** begin Document excerpt **

To create a player via the sdk, do the following

var player = new APObject("player");


An APObject comprises of an entity (referred to as object in Appacitive jargon). To initialize an object, we need to provide it some options. The mandatory argument is the __type argument.

What is a type? In short, think of types as tables in a contemporary relational database. A type has properties which hold values just like columns in a table. A property has a data type and additional constraints are configured according to your application's need. Thus we are specifying that the player is supposed to contain an entity of the type 'player' (which should already be defined in your application).

The player object is an instance of APObject. An APObject is a class which encapsulates the data (the actual entity or the object) and methods that provide ways to update it, delete it etc. To see the raw entity that is stored within the APObject, fire player.ToJSON().

Setting Values

Now we need to name our player 'John Doe'. This can be done as follows

 // Using setters
 var player = new APObject("player");
 player.Set("name", "John Doe");

 // dynamically assigning properties (via the use of the dynamic keyword)
 dynamic player = new APObject("player"); = "John Doe";

Getting values

Lets verify that our player is indeed called 'John Doe'

// using the getters
var name = player.Get<String>("name");

// Using the getter with a default value
// This will return N.A. incase the name property is not available.

** end Document excerpt **
** begin Stored rows **

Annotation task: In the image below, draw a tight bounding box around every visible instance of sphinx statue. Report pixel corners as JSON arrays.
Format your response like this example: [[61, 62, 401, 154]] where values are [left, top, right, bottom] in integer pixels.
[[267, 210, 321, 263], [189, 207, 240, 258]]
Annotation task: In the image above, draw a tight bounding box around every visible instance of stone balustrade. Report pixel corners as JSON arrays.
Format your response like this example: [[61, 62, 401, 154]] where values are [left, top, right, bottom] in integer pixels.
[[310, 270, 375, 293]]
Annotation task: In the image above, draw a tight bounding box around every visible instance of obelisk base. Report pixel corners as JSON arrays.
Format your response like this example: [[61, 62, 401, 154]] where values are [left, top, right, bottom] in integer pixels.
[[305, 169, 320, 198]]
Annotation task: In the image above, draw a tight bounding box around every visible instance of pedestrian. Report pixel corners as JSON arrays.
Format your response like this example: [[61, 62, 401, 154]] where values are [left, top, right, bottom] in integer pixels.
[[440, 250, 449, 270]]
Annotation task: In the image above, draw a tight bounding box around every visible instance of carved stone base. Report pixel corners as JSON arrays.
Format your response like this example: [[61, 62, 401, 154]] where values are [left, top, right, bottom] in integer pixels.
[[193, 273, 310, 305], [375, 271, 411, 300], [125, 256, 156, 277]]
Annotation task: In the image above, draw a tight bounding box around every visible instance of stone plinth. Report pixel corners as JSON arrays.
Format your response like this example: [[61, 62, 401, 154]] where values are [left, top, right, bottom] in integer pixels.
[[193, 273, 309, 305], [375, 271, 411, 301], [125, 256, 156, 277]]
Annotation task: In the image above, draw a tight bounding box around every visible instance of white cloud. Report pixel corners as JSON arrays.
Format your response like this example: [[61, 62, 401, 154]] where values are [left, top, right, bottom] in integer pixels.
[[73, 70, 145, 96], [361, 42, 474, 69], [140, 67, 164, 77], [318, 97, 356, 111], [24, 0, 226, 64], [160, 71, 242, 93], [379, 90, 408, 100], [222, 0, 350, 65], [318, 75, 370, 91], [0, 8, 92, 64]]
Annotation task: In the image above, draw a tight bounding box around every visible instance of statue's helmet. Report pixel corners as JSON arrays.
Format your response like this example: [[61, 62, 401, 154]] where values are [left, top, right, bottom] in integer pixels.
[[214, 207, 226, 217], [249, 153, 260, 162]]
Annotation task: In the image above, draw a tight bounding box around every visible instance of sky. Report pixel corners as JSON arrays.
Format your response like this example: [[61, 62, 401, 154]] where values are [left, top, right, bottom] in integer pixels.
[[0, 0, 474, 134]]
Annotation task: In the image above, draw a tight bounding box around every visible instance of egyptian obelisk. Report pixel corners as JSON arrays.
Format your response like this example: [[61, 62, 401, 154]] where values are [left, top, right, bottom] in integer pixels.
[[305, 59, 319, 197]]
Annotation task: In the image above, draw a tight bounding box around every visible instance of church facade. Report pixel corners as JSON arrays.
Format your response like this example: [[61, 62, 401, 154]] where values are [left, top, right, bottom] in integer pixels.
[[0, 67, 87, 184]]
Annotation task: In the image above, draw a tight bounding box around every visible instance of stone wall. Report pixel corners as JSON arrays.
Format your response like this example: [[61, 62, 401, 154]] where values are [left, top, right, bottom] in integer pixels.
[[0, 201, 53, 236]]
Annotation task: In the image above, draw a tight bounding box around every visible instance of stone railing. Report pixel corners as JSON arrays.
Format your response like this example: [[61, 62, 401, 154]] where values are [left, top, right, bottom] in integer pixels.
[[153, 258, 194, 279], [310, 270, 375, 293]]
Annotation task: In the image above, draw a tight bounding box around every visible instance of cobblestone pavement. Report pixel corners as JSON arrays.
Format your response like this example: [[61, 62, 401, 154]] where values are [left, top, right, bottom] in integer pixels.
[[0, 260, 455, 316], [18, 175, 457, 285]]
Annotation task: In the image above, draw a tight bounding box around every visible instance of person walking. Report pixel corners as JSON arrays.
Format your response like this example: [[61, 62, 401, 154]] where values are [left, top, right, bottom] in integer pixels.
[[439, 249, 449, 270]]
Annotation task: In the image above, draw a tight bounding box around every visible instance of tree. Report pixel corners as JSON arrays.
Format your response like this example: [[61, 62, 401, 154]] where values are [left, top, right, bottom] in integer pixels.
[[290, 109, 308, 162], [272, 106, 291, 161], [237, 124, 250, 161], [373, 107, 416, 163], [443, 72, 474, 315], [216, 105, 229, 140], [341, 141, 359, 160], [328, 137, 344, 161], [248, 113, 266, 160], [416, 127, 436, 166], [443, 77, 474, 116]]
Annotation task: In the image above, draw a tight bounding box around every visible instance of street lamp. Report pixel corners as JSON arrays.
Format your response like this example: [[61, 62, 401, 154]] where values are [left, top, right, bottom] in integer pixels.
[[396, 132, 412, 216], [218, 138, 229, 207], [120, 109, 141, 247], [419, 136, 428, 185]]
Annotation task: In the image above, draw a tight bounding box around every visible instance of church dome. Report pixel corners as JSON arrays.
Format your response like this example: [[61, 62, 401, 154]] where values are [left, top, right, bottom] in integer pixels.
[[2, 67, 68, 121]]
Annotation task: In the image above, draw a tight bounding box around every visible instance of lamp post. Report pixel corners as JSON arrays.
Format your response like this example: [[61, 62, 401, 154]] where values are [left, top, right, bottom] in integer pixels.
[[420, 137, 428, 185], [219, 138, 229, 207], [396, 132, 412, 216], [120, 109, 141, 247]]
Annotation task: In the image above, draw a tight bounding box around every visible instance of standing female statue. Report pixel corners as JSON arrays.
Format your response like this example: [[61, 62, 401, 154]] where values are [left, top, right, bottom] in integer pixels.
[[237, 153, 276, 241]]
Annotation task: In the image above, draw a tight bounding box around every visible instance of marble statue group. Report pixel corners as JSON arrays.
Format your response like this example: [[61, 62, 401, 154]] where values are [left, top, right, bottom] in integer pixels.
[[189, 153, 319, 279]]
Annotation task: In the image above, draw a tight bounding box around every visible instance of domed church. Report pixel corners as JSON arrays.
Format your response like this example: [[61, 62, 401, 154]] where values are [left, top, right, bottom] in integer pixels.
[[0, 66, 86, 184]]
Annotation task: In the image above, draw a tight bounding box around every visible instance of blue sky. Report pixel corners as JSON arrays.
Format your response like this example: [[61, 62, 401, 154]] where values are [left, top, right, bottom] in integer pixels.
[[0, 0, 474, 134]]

** end Stored rows **

Exercise set:
**a.** List every comment line that appears in the code of the Appacitive SDK excerpt, omitting the leading slashes.
**b.** According to the Appacitive SDK excerpt, which argument is mandatory when initializing an object?
**c.** Set down the passage of the Appacitive SDK excerpt from "Setting Values" up to and including "the dynamic keyword)", word for word.
The material above was drawn from a separate source and is unrelated to the Appacitive SDK excerpt.

Answers to each task:
**a.**
- Using setters
- dynamically assigning properties (via the use of the dynamic keyword)
- using the getters
- Using the getter with a default value
- This will return N.A. incase the name property is not available.

**b.** The __type argument.

**c.**
Setting Values

Now we need to name our player 'John Doe'. This can be done as follows

 // Using setters
 var player = new APObject("player");
 player.Set("name", "John Doe");

 // dynamically assigning properties (via the use of the dynamic keyword)